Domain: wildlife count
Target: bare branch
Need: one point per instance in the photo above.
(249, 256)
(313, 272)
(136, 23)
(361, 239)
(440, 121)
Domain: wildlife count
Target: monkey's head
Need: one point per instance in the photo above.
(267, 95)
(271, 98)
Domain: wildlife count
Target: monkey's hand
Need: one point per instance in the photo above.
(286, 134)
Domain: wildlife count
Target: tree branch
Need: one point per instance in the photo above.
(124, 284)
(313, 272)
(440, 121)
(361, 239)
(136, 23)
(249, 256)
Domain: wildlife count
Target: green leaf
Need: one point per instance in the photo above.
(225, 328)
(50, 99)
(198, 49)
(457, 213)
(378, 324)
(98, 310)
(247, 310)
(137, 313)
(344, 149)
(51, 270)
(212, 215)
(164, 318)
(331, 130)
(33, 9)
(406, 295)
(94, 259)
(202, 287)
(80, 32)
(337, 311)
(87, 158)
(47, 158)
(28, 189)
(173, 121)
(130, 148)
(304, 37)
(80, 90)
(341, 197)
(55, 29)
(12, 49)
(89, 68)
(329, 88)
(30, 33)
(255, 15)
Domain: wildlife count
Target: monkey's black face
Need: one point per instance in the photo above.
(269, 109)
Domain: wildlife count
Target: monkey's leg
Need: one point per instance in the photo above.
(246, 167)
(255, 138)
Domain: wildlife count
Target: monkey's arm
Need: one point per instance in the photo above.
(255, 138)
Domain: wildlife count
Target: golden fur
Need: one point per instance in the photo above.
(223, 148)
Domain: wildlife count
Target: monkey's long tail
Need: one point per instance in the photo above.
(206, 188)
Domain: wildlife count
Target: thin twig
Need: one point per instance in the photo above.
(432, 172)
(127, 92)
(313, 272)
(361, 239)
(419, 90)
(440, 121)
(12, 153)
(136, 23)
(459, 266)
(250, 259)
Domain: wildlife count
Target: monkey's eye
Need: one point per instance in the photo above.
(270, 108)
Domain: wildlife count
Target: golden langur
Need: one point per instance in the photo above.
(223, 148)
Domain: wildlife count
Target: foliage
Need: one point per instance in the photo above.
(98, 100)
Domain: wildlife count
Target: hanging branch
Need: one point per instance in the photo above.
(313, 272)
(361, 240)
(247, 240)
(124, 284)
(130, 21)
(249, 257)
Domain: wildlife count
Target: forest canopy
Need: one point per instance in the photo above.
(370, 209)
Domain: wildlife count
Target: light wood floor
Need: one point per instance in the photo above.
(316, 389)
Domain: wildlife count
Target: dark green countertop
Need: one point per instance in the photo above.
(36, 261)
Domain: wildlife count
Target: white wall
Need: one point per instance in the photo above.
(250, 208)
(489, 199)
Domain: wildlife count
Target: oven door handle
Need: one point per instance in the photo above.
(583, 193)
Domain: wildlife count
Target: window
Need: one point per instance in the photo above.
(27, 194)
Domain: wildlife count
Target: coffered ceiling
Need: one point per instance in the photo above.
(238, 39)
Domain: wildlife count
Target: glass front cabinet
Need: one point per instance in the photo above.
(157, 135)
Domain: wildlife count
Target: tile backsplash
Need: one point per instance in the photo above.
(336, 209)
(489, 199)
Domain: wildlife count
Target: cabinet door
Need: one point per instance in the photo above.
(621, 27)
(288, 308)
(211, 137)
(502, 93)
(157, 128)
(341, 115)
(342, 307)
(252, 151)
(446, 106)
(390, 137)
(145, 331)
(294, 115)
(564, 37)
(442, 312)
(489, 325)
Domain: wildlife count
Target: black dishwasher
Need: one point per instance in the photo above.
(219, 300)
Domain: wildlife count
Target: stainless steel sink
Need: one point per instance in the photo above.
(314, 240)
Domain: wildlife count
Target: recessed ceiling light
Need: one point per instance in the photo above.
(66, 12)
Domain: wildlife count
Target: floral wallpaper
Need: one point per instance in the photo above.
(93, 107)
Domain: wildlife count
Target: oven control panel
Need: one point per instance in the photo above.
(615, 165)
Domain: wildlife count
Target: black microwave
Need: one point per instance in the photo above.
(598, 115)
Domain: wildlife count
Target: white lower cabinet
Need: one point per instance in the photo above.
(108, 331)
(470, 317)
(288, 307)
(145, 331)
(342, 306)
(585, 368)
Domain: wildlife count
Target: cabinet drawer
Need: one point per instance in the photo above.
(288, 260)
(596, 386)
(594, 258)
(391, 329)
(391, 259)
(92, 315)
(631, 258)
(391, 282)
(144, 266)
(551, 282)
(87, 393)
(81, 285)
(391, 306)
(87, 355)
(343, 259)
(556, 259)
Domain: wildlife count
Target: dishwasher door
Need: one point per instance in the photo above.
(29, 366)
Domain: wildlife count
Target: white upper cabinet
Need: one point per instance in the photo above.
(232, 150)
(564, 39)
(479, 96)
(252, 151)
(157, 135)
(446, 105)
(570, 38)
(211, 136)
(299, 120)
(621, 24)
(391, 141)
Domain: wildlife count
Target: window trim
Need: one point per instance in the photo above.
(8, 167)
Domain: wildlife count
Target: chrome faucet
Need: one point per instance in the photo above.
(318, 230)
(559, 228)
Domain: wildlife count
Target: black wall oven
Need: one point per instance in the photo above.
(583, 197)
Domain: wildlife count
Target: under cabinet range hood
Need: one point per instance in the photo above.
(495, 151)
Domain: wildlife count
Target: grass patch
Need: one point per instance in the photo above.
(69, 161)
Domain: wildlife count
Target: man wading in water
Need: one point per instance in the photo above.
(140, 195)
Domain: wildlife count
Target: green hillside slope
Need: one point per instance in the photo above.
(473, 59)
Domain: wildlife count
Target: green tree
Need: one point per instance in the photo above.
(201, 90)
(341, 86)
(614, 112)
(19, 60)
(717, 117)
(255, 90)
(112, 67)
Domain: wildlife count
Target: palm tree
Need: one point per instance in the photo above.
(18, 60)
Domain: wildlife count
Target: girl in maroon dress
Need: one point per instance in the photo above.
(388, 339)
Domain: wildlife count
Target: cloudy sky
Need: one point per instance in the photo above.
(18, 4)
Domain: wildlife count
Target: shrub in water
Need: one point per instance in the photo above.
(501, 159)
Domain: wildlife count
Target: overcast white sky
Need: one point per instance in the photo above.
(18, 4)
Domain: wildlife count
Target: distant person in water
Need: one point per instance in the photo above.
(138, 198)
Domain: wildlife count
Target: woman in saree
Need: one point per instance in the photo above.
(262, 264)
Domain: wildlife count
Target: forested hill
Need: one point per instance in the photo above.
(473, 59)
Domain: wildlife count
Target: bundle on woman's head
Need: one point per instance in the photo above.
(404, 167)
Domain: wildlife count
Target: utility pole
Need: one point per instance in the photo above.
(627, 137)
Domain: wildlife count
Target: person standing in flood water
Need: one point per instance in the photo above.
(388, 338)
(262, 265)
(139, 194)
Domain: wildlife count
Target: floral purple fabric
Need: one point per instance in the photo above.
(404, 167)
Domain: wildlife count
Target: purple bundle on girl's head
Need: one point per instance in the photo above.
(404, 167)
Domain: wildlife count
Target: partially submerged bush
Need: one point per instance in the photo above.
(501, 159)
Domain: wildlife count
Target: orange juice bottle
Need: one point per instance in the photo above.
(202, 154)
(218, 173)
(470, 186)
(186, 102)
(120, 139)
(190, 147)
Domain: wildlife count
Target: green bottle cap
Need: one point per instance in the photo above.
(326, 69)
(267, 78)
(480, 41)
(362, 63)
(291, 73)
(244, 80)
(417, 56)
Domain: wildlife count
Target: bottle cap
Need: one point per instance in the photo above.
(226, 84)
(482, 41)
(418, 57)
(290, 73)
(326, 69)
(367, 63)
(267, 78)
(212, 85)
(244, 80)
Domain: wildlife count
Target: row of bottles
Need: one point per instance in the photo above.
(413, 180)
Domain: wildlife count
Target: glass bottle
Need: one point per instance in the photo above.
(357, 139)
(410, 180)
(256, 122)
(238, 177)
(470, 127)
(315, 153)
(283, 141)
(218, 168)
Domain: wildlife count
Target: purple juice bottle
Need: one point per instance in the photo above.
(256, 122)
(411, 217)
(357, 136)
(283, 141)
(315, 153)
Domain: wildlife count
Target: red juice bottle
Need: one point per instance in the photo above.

# # # #

Pull every line from the records above that contains the word "green". Count only matches in the same case.

**Exercise output**
Target: green leaf
Target: dark green countertop
Target: green hillside slope
Target: green tree
Target: green bottle cap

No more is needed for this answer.